I’ve always enjoyed working with chefs. There’s a lot of synergy between cooking and photography. The first shoot I did at the Ritz restaurant was about 10 years ago and the relationship grew from there. Four years ago, they published their first cookbook, which I shot. My most successful work happens when I’ve spent a bit of time getting to know a place – and the Ritz is somewhere I’m now very familiar with.
There are many locations there I’d like to shoot, but it’s all to do with timing. You can’t use the public spaces while they’re full of diners. We had to do this in between lunch and dinner: we didn’t have a lot of time, maybe 20 minutes to set up, then another 20 to execute it. In these situations, I have to go in with a vision worked out ahead and nail it while I have the opportunity.
Food at the Ritz tends to look immaculate. I could just shoot it on a plate against a white background – but I try to bring in a human element when it’s justified. In this case, what’s being demonstrated is part of the restaurant’s Les Arts de la Table service, where the preparation is done in front of diners with an element of theatre.
Here we can see Luigi Cagnin, the restaurant manager, and Spencer Metzger, the chef, preparing canard à la presse, or pressed duck. It’s a French dish, invented in the early 19th century, and isn’t on many menus now. The breast and legs of the duck are served with a sauce partly made with its own blood, which is squeezed out of the carcass using a large silver-plated press. The chef is turning the press’s top.

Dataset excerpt
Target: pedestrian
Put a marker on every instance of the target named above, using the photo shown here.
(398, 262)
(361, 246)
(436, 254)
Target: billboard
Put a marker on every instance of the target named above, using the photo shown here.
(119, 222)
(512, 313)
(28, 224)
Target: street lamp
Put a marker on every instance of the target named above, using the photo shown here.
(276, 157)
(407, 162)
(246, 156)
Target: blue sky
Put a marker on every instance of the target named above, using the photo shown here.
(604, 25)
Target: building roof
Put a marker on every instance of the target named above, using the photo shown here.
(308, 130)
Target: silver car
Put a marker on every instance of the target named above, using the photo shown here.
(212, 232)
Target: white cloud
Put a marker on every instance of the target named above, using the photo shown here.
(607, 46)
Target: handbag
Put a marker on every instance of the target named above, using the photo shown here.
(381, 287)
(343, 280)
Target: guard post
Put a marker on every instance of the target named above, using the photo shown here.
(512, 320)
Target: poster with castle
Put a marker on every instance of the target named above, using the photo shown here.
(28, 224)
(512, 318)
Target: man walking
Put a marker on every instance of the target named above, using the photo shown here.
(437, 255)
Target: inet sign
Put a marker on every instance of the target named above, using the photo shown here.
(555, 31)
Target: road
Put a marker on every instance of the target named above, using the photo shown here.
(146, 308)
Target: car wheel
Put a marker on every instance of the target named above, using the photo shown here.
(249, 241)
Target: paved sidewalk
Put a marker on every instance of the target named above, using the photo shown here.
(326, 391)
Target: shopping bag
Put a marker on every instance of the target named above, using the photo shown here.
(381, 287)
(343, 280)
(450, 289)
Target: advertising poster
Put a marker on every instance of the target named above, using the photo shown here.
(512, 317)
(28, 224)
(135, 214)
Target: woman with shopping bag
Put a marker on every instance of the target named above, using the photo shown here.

EXERCISES -
1 > Write out everything in the account of photographing at the Ritz restaurant from "Here we can" down to "the press’s top.".
2 > Extend the account of the Ritz restaurant photo shoot, beginning after its final sentence.

WRITTEN ANSWERS -
1 >
Here we can see Luigi Cagnin, the restaurant manager, and Spencer Metzger, the chef, preparing canard à la presse, or pressed duck. It’s a French dish, invented in the early 19th century, and isn’t on many menus now. The breast and legs of the duck are served with a sauce partly made with its own blood, which is squeezed out of the carcass using a large silver-plated press. The chef is turning the press’s top.

2 >
I’ve tried it – it is delicious, with a really intense flavour. A simple plated shot wouldn’t do the dish justice. It’s all about the process. I think the device – the press – has a certain beauty. I wanted to give a sense of the whole procedure in a single image, so I used a bit of artistic license. In reality, the liquid from the press would be collected first then flambéed.
There were various reasons for choosing to shoot where I did. That part of the dining room is spectacular and I really wanted the golden statue in the background. Also, a slightly darker area maximises the impact of the flame, the sense that when you’re watching this you can really feel the heat. The flambé flame only lasts a second so I had to be quick. I asked Luigi to ignite the pan three or four times before I got what I wanted.
When I’m photographing a dish, I try to get across what’s unique or special about it. I’m very interested in the people and personalities in restaurants. One thing I love about this image is that Luigi is in tails and Spencer is wearing a classic tall chef’s hat – their usual uniform. Spencer started working at 16, when he arrived to do work experience. He’s recently been promoted to head chef.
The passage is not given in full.